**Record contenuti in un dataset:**
::::::

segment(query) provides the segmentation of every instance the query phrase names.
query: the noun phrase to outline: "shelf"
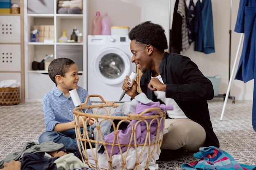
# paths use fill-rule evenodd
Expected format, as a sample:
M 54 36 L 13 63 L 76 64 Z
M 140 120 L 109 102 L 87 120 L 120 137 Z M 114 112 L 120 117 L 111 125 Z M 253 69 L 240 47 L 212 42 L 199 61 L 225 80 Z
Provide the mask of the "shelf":
M 61 18 L 83 18 L 83 14 L 56 14 L 56 17 Z
M 88 1 L 83 1 L 84 14 L 71 14 L 57 13 L 58 0 L 25 0 L 24 60 L 26 101 L 41 100 L 43 95 L 52 88 L 53 82 L 47 75 L 48 70 L 32 70 L 34 61 L 40 63 L 46 55 L 50 54 L 54 54 L 54 58 L 52 59 L 65 57 L 74 61 L 79 68 L 79 86 L 86 89 L 87 19 L 85 14 Z M 38 4 L 42 2 L 45 2 L 46 5 L 44 8 L 40 8 Z M 53 7 L 54 9 L 51 11 Z M 28 10 L 28 7 L 30 7 L 30 11 Z M 35 13 L 36 12 L 38 13 Z M 49 26 L 49 29 L 47 28 L 48 26 Z M 85 35 L 83 36 L 83 42 L 59 42 L 58 39 L 62 36 L 63 30 L 65 31 L 68 39 L 70 39 L 75 26 L 79 33 Z M 38 37 L 38 40 L 40 42 L 30 42 L 32 36 L 31 31 L 38 27 L 40 37 Z M 49 35 L 45 36 L 45 35 Z M 43 42 L 44 39 L 54 39 L 54 42 Z M 47 61 L 47 64 L 51 61 Z M 38 86 L 40 87 L 36 87 Z M 38 94 L 37 93 L 39 89 L 40 94 Z
M 48 74 L 48 71 L 47 70 L 30 70 L 28 71 L 29 73 L 42 73 Z M 83 72 L 82 71 L 79 71 L 78 72 L 78 74 L 81 75 L 83 74 Z
M 54 14 L 35 14 L 35 13 L 28 13 L 28 17 L 53 17 Z

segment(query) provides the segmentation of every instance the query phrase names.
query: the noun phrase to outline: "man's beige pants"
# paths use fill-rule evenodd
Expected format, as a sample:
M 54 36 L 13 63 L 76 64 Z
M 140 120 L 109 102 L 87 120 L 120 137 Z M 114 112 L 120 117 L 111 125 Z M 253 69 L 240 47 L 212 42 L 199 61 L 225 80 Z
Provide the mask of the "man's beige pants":
M 204 129 L 190 119 L 166 119 L 164 127 L 168 132 L 164 135 L 162 149 L 182 148 L 190 152 L 198 152 L 199 148 L 205 146 Z

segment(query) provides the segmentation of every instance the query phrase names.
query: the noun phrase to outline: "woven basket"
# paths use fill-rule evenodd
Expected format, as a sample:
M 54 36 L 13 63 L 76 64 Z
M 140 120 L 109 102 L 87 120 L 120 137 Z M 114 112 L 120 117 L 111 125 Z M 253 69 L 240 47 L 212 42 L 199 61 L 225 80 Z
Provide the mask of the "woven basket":
M 87 105 L 88 99 L 92 97 L 100 98 L 104 103 Z M 149 166 L 152 166 L 158 168 L 158 165 L 155 163 L 156 160 L 154 159 L 158 159 L 158 157 L 156 158 L 155 154 L 157 154 L 158 157 L 160 152 L 160 147 L 163 141 L 165 112 L 161 111 L 158 107 L 154 107 L 146 109 L 139 114 L 130 113 L 128 116 L 111 116 L 120 105 L 115 104 L 114 102 L 105 101 L 101 96 L 91 95 L 88 97 L 84 103 L 73 109 L 76 140 L 78 145 L 81 146 L 78 148 L 83 162 L 90 168 L 101 170 L 148 169 Z M 85 112 L 83 112 L 82 109 L 85 109 Z M 88 109 L 92 110 L 94 114 L 85 113 Z M 148 112 L 154 111 L 157 113 L 150 116 L 144 115 Z M 94 123 L 97 123 L 95 128 L 97 134 L 88 133 L 86 128 L 84 128 L 83 132 L 81 133 L 79 119 L 82 120 L 83 126 L 86 127 L 90 119 L 94 120 Z M 114 120 L 117 120 L 118 123 L 114 122 Z M 133 122 L 132 122 L 132 121 Z M 104 123 L 104 121 L 109 121 L 112 124 L 114 134 L 112 143 L 107 143 L 104 141 L 101 131 L 103 129 L 101 128 L 104 129 L 105 126 L 101 126 L 101 124 Z M 135 124 L 135 122 L 136 122 Z M 130 127 L 131 127 L 131 133 L 128 136 L 130 141 L 126 141 L 126 144 L 122 144 L 121 139 L 120 139 L 118 135 L 119 129 L 121 129 L 121 124 L 124 123 L 128 123 L 129 125 L 131 125 Z M 136 143 L 136 129 L 138 127 L 141 127 L 139 126 L 138 124 L 141 123 L 143 124 L 145 123 L 146 125 L 146 135 L 143 135 L 145 136 L 144 140 L 142 140 L 144 142 L 142 143 Z M 154 126 L 154 129 L 156 129 L 154 137 L 155 139 L 153 141 L 152 140 L 152 134 L 150 136 L 150 127 L 152 127 L 152 126 Z M 160 130 L 161 129 L 162 129 Z M 94 136 L 94 138 L 90 137 L 90 135 Z M 99 145 L 102 146 L 99 148 Z M 124 150 L 124 147 L 127 149 Z M 99 153 L 97 151 L 100 148 L 101 150 L 103 148 L 103 154 Z M 112 154 L 115 152 L 115 149 L 116 151 L 117 149 L 119 152 L 118 154 Z M 131 159 L 134 160 L 132 162 L 133 165 L 130 164 L 131 162 L 128 162 L 130 161 L 131 153 L 132 154 Z M 115 160 L 117 159 L 117 157 L 119 157 L 117 166 L 116 166 L 116 159 Z
M 15 105 L 20 102 L 20 87 L 0 88 L 0 105 Z

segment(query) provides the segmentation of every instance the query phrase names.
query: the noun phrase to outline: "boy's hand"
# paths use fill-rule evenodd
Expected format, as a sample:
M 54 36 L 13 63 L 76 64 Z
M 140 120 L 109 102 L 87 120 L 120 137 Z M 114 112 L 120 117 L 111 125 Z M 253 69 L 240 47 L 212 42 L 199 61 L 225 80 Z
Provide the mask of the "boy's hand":
M 87 123 L 89 125 L 92 126 L 92 125 L 94 123 L 94 120 L 92 119 L 89 119 L 88 122 L 87 122 Z

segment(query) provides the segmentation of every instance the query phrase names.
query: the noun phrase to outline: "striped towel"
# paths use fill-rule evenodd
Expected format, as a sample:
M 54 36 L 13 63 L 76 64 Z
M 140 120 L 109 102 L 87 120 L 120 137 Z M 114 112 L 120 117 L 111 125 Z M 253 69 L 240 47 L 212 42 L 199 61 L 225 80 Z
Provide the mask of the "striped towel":
M 214 146 L 200 148 L 194 157 L 200 159 L 182 166 L 183 170 L 256 170 L 256 165 L 238 163 L 225 151 Z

::::::

**Esercizio assegnato:** Filtra il materiale qui sopra e copia tutte le righe che contengono la stringa "outline".

**Risultato finale:**
query: the noun phrase to outline: "shelf"
query: the noun phrase to outline: "man's beige pants"
query: the noun phrase to outline: "woven basket"
query: the noun phrase to outline: "boy's hand"
query: the noun phrase to outline: "striped towel"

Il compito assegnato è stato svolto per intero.